**Request**
Each record below is to be reproduced without any change.

[Raw records]
++++++

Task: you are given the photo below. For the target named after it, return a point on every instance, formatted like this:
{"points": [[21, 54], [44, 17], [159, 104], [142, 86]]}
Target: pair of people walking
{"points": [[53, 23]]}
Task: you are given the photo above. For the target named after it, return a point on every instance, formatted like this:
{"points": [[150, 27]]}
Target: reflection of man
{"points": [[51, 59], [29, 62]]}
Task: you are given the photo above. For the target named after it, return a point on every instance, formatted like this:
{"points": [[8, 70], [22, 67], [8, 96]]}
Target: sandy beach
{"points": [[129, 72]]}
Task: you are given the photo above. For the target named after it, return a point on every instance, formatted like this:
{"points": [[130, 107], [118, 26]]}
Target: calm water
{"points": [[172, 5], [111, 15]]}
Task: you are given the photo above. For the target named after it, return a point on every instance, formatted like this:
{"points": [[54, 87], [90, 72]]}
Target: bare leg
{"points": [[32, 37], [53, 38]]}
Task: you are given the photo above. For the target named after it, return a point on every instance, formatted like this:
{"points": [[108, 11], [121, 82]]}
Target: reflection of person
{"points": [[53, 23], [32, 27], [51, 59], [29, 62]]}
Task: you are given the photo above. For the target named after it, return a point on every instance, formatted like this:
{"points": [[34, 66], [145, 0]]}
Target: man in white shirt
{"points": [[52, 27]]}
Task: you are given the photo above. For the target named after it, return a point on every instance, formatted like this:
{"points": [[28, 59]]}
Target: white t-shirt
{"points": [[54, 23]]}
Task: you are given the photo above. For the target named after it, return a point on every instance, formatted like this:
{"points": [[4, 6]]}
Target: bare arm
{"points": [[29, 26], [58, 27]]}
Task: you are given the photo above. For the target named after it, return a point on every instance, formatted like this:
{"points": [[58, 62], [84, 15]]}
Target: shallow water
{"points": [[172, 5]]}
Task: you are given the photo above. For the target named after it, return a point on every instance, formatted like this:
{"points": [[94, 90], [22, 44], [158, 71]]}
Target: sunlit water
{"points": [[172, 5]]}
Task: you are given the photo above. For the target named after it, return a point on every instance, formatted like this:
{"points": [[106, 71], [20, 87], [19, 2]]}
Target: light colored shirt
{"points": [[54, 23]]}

++++++

**Response to the exercise**
Task: you are given the photo below. For the target named after it, return a point on every instance, formatted like this:
{"points": [[21, 54], [44, 17], [159, 104], [142, 86]]}
Target: pair of people walking
{"points": [[53, 23]]}
Task: you are given the photo above. For the target named after it, return a point on every instance, formatted like this:
{"points": [[150, 27]]}
Target: reflection of man
{"points": [[51, 59], [29, 62]]}
Task: you are given the photo above. For the target named after it, return a point on every instance, formatted like this:
{"points": [[8, 70], [22, 67], [8, 96]]}
Target: sandy beach
{"points": [[129, 72]]}
Task: you are given the photo above. For the target named after it, return a point on every instance, formatted like this:
{"points": [[130, 107], [118, 26]]}
Target: calm water
{"points": [[172, 5], [111, 15]]}
Task: you are given the photo above. For the target named after it, return a point on every instance, formatted like this:
{"points": [[54, 87], [90, 72]]}
Target: bare leg
{"points": [[32, 37], [53, 38]]}
Task: you are given the photo above. For the target named after it, return a point on every instance, formatted like this:
{"points": [[108, 11], [121, 82]]}
Target: reflection of person
{"points": [[53, 23], [32, 27], [51, 59], [29, 62]]}
Task: you are given the photo above. For the target named after it, return a point on every instance, formatted like this:
{"points": [[34, 66], [145, 0]]}
Target: man in white shirt
{"points": [[52, 27]]}
Task: you are given the photo above. For the target named after it, return a point on every instance, formatted like this:
{"points": [[28, 59]]}
Target: white t-shirt
{"points": [[54, 23]]}
Task: you are given the photo above. For the target named after it, return a point on every instance, formatted like this:
{"points": [[4, 6]]}
Target: bare arm
{"points": [[29, 26], [58, 27]]}
Task: you are given the photo above. For the target named after it, return a point on every instance, formatted like this:
{"points": [[58, 62], [84, 15]]}
Target: shallow water
{"points": [[172, 5]]}
Task: you are given the photo above. For the target named after it, return a point on every instance, formatted like this:
{"points": [[94, 90], [22, 44], [158, 71]]}
Target: sunlit water
{"points": [[172, 5]]}
Task: you are given the photo above. For the target named after it, return a point on every instance, formatted like this:
{"points": [[106, 71], [20, 87], [19, 2]]}
Target: light colored shirt
{"points": [[54, 23]]}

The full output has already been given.